■ **PROMPT 1**: In the article about Jimmy Johnson, what professional name does Johnson work under?
■ **PROMPT 2**: Extend the article about Jimmy Johnson with a few more sentences that follow on from its last one.

Sebring resident Jimmy Johnson was honored to be inducted into the Rockabilly Hall of Fame on April 25, 2012, but he said the most rewarding result of that recognition was finding the son he never knew existed.
“Our music was rock with a country twist,” said Johnson of the Blue Echoes, who became famous for songs like “Debbie,” “Witchcraft,” and “Misery.”
Johnson works under the professional name Jimmy Black and has had a successful musical career since 1958 when he joined the group that identifies itself as the first rock ‘n roll band from Lansing, Mich.
“I got obsessed with music when I was very young. It’s a non-verbal communication that touches people on a deep emotional level,” said Johnson, holding his favorite guitar from his collection of 30, an emerald green, Paul Reed Smith electric six-string once used by Carlos Santana.
Johnson joined the Blue Echoes as a replacement for one of the group’s original four members. He toured with them as a guitar player and vocalist for four years.
When the Rockabilly Hall of Fame honored the band as a pioneer of this American music genre, they posted a 1961 photo of the Blue Echoes on their website. That picture changed Johnson’s life.
“If it was not for the Rockabilly award, we would not have connected,” said Michael Miller, Johnson’s newfound son.
For years, the computer analyst and his wife had searched websites and even called a television show trying to locate Johnson, unaware that his stage name was Jimmy Black. But it was a call from his mother after she saw the photo that led to them finally meeting.
“I was really nervous. I didn’t know what to expect,” said Miller, but the two bonded immediately. “It’s like we’re twins; we have so much in common. It really says something about genetics.”
A month after their initial phone conversation, Johnson traveled to Washington D.C. to get to know Miller, his wife and their two children.
The Millers then ventured to Florida to meet the rest of Johnson’s family: his son, James Johnson III; his daughter, Juliana Curtis; and five grand-daughters.

■ **DATASET**:
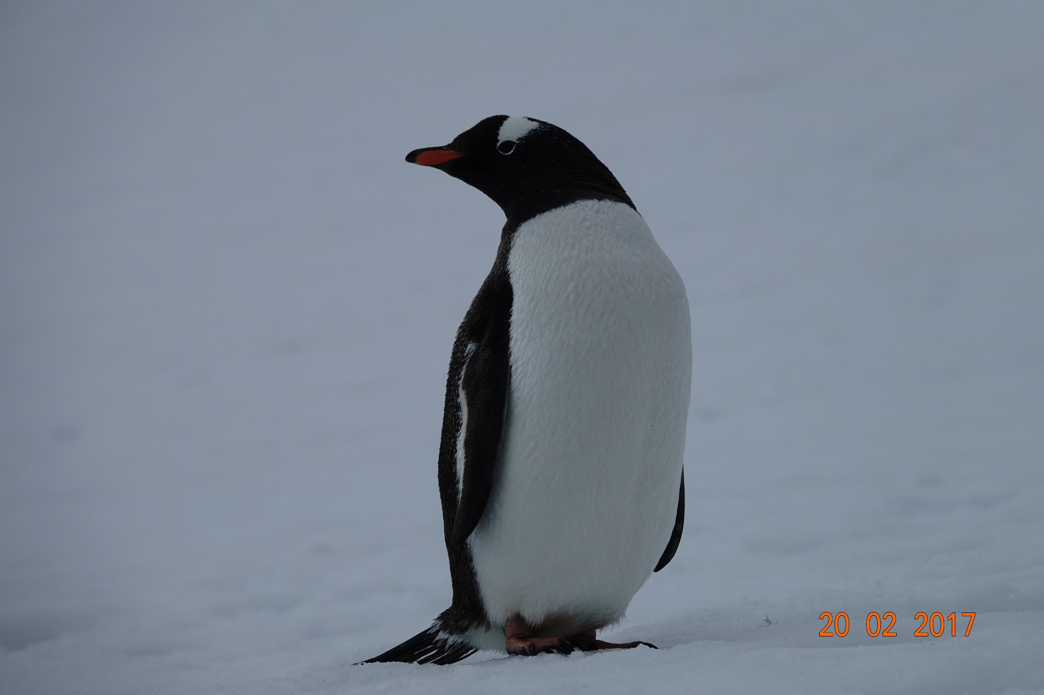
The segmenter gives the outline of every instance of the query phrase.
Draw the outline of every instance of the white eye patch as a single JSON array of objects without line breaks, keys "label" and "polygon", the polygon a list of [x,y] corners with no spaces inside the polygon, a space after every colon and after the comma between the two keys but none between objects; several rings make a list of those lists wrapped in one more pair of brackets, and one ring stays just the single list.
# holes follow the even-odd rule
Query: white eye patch
[{"label": "white eye patch", "polygon": [[530,130],[536,128],[539,123],[536,121],[530,121],[522,116],[508,116],[507,119],[500,124],[500,131],[497,133],[497,147],[500,147],[500,143],[504,141],[512,140],[518,142],[526,136]]}]

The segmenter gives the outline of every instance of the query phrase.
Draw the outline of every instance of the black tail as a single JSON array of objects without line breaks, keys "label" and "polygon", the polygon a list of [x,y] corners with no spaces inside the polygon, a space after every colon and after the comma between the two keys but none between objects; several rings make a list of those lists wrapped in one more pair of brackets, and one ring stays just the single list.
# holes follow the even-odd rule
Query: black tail
[{"label": "black tail", "polygon": [[[403,662],[405,664],[437,664],[446,666],[456,664],[478,651],[467,642],[456,642],[440,636],[438,630],[429,627],[409,638],[398,647],[392,647],[383,654],[367,659],[359,664],[378,664],[382,662]],[[356,664],[358,666],[359,664]]]}]

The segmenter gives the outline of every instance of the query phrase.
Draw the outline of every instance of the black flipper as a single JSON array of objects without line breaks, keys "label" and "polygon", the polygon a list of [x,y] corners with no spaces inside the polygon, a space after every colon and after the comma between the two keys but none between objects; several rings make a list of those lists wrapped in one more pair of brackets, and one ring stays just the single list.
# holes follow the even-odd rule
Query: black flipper
[{"label": "black flipper", "polygon": [[462,659],[478,651],[467,642],[451,642],[440,637],[438,630],[429,627],[409,638],[397,647],[392,647],[383,654],[354,664],[382,664],[401,662],[404,664],[437,664],[447,666],[456,664]]},{"label": "black flipper", "polygon": [[660,562],[656,564],[656,569],[654,572],[659,572],[663,568],[667,567],[667,563],[673,559],[674,553],[678,552],[678,544],[682,542],[682,526],[685,525],[685,471],[682,471],[682,487],[678,491],[678,516],[674,517],[674,530],[670,532],[670,540],[667,541],[667,547],[664,549],[663,554],[660,555]]},{"label": "black flipper", "polygon": [[[454,664],[477,651],[464,636],[474,628],[489,626],[468,537],[485,512],[504,429],[511,378],[508,346],[513,295],[507,276],[507,251],[512,231],[509,227],[504,228],[493,269],[457,329],[446,378],[446,409],[438,447],[438,494],[443,502],[443,530],[450,561],[453,603],[435,618],[431,627],[362,664]],[[462,438],[465,453],[464,480],[457,479],[458,437]]]},{"label": "black flipper", "polygon": [[[494,271],[472,302],[457,340],[465,357],[458,394],[462,392],[468,417],[464,438],[464,480],[456,505],[450,543],[462,544],[475,530],[493,488],[493,471],[500,455],[511,378],[512,287],[506,273]],[[465,409],[465,408],[462,408]],[[456,452],[453,467],[456,469]]]}]

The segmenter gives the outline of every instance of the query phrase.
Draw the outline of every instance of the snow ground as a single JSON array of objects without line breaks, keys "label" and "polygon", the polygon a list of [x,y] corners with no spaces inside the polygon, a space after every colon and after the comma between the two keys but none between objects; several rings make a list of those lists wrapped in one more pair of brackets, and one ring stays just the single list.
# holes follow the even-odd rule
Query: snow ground
[{"label": "snow ground", "polygon": [[[1044,692],[1042,34],[0,6],[0,692]],[[443,383],[501,225],[402,157],[497,113],[585,141],[689,290],[686,532],[615,632],[661,649],[352,667],[448,604]]]}]

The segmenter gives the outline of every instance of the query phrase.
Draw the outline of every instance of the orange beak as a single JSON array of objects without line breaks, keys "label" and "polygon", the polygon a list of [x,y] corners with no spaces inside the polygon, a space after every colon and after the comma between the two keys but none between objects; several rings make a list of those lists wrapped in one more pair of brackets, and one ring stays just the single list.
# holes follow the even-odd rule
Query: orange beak
[{"label": "orange beak", "polygon": [[456,150],[447,150],[443,147],[426,147],[413,150],[407,154],[406,162],[419,164],[422,167],[434,167],[435,165],[445,164],[462,156],[464,152],[457,152]]}]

■ **TASK RESPONSE 1**: Jimmy Black

■ **TASK RESPONSE 2**:
“Sometimes another chapter in your life pops up that is unexpected,” said Miller, who is thrilled with the family connection that has such a natural feeling.
“He is my clone…a younger version of me,” said the proud father, grateful for the opportunity he now has to be a part of Michael’s life.
Dressed in a Bob Dylan T-shirt and khakis, this self-described philosopher-musician reminisced about playing USO shows at airbases all over the world with “The Las Vegas Review,” touring with country singer Mary Frances “Skeeter Davis” Penicks, and founding the band “Good, Bad and the Ugly.”
One concert that remains vivid in his memories was an outdoor ‘50s and ‘60s party played in Flushing, Mich. to a crowd of more than 25,000.
“People just kept coming and coming and coming. It was a night where the chemistry just came together…it was almost magical. By the end of the night we were drenched and exhausted, but what a night. People were cheering, stood and applauded for 15 minutes,” recalled Johnson. “That was a great memory!”
Weary of all his years on the road, Johnson bought a small trailer park in Wauchula 25 years ago. A few years later he sold that property and relocated to Sebring.
Earlier this year Johnson was a judge for both the Rotary Club of Avon Park’s “Highlands County’s Got Talent” show and the “Heartland Idol” competition.
“He’s a really nice man. He really enjoyed himself this year, and we’d like to have him come back again,” said Heartland Idol board member Debra Latimer.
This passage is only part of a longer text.